[Point-per-instance localization data]
····················

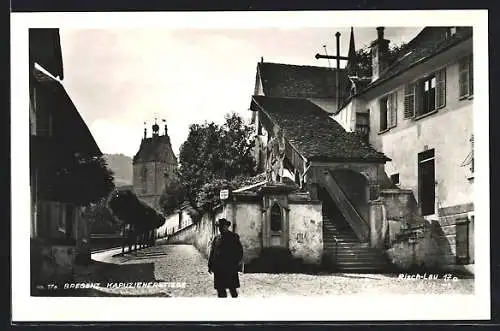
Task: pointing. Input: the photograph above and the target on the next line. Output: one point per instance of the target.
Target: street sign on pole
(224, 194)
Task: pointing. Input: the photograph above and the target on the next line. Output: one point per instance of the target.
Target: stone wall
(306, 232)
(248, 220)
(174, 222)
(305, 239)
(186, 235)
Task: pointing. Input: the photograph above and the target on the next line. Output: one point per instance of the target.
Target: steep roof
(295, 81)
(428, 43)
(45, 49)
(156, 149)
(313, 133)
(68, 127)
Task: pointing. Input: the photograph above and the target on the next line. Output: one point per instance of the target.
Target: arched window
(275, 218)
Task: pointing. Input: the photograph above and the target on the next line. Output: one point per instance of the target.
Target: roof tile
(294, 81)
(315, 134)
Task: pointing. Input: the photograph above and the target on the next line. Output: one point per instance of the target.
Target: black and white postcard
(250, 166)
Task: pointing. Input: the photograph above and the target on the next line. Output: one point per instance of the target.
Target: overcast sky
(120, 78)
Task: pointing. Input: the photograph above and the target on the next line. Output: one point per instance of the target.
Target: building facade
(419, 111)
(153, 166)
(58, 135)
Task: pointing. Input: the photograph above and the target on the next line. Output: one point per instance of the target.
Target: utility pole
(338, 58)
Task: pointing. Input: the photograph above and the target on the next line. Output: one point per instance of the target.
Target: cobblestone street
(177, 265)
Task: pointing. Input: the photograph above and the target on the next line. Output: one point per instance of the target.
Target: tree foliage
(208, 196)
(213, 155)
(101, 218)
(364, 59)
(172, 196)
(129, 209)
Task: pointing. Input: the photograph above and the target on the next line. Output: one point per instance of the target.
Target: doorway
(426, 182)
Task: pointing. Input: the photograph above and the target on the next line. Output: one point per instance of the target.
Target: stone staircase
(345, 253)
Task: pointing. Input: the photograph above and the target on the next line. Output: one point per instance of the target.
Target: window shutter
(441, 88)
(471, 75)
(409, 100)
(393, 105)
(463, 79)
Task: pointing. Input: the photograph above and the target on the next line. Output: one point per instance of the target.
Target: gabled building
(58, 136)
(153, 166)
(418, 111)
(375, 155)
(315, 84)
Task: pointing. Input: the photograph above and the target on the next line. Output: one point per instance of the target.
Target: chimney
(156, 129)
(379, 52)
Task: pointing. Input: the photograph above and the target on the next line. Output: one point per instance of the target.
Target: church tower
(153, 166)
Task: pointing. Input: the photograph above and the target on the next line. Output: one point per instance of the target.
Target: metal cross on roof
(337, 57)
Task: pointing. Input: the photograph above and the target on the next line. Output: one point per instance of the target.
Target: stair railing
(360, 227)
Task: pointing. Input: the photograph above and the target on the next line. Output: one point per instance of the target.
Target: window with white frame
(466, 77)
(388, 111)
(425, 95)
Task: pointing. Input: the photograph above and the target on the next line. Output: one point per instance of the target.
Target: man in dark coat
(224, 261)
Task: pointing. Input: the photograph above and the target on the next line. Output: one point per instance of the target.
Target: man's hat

····················

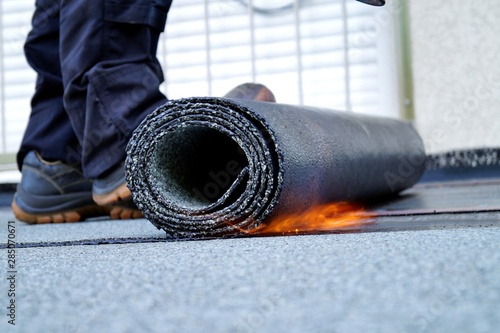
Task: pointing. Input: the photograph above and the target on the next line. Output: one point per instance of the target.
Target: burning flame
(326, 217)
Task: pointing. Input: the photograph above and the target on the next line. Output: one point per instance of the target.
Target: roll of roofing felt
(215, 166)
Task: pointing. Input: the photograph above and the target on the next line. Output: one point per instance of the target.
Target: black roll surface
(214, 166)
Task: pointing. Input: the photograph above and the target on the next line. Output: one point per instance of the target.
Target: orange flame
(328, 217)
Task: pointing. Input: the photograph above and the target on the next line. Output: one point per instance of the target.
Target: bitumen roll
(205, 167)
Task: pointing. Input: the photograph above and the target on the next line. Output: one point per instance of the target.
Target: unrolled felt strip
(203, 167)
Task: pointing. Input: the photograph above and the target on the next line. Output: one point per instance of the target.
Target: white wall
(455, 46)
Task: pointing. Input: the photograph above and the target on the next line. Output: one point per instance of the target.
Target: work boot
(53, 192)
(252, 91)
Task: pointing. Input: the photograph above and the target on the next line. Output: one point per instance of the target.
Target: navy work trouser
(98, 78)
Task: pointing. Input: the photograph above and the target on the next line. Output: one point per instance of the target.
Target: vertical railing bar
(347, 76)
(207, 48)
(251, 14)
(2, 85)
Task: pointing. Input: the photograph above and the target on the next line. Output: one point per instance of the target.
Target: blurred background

····················

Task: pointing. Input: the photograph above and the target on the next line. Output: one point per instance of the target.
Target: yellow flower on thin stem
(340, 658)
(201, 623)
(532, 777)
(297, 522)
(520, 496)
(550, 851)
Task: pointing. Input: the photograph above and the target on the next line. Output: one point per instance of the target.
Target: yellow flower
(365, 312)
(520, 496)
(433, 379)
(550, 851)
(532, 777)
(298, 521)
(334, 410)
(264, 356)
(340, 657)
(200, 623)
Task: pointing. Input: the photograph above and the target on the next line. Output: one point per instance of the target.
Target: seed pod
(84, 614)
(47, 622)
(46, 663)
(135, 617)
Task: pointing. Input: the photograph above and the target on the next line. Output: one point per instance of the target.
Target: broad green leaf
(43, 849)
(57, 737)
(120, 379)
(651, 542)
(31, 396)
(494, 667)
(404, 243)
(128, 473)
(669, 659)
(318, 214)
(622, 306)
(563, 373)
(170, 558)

····················

▸ Exercise
Repeat the entries above verbatim, but only from the line that has "Target: work boot" down to the line that has "Target: blurred background", inclusive.

▸ Task solution
Target: work boot
(53, 192)
(252, 91)
Task: pointing. Input: the photograph above and the target on the next line. Output: one point per instance of the target.
Target: navy work trouser
(98, 78)
Task: pointing. Input: the photograph above and the target on the next line. Output: one point per instance of the target.
Target: vertical railing bar
(347, 76)
(207, 48)
(251, 14)
(2, 85)
Task: pointing. Input: the photograph above and the target on the next line. Output: one point per instance of the target.
Target: blurred background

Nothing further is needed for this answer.